— START GIVEN RECORDS —

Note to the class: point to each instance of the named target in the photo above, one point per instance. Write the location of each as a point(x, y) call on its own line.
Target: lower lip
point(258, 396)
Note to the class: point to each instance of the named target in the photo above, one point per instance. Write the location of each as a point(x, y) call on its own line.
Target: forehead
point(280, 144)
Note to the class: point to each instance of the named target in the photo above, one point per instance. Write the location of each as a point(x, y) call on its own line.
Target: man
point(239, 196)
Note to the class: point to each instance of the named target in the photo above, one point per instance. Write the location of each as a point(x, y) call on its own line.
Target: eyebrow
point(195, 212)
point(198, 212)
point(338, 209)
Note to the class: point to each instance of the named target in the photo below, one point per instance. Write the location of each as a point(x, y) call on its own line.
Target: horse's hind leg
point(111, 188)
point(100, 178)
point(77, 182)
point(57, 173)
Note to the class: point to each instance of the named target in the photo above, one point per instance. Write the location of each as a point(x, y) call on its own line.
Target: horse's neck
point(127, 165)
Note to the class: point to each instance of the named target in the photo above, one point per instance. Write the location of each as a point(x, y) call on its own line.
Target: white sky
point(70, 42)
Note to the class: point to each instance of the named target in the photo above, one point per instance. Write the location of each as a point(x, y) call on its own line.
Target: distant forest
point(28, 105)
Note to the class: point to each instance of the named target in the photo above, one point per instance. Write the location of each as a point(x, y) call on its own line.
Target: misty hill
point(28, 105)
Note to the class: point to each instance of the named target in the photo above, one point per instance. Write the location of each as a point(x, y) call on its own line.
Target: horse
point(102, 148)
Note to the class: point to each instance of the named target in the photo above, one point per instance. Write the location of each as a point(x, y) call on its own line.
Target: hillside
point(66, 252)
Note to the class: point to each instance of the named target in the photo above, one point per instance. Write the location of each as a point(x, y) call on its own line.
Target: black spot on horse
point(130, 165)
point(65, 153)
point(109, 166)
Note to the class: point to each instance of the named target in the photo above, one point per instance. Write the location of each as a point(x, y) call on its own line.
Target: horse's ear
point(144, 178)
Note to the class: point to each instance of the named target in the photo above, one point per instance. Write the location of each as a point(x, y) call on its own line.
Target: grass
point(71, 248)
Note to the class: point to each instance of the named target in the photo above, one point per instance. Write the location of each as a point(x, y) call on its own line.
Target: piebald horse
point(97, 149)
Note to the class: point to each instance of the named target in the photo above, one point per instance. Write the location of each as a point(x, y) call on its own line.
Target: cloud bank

— END GIVEN RECORDS —

### [WHAT IS REQUIRED]
Copy word for word the part of the entries that opens with the first line and closes with the line containing "point(338, 209)".

### [COMPLETE ANSWER]
Note to the class: point to each instance of the named target in the photo above, one point per instance. Write the location of each as a point(x, y) call on its own line.
Target: lower lip
point(258, 396)
Note to the class: point to each instance of the named target in the photo above, one point per instance. Write the location of each as a point(x, y) call on its own line.
Target: forehead
point(280, 144)
Note to the class: point to each instance of the named target in the photo above, one point per instance. Write the location of each as a point(x, y) call on its own line.
Target: man
point(239, 196)
Note to the class: point to each instance of the named target in the photo above, one point per instance. Write the location of each as a point(x, y) call on its own line.
Target: eyebrow
point(195, 212)
point(198, 212)
point(338, 209)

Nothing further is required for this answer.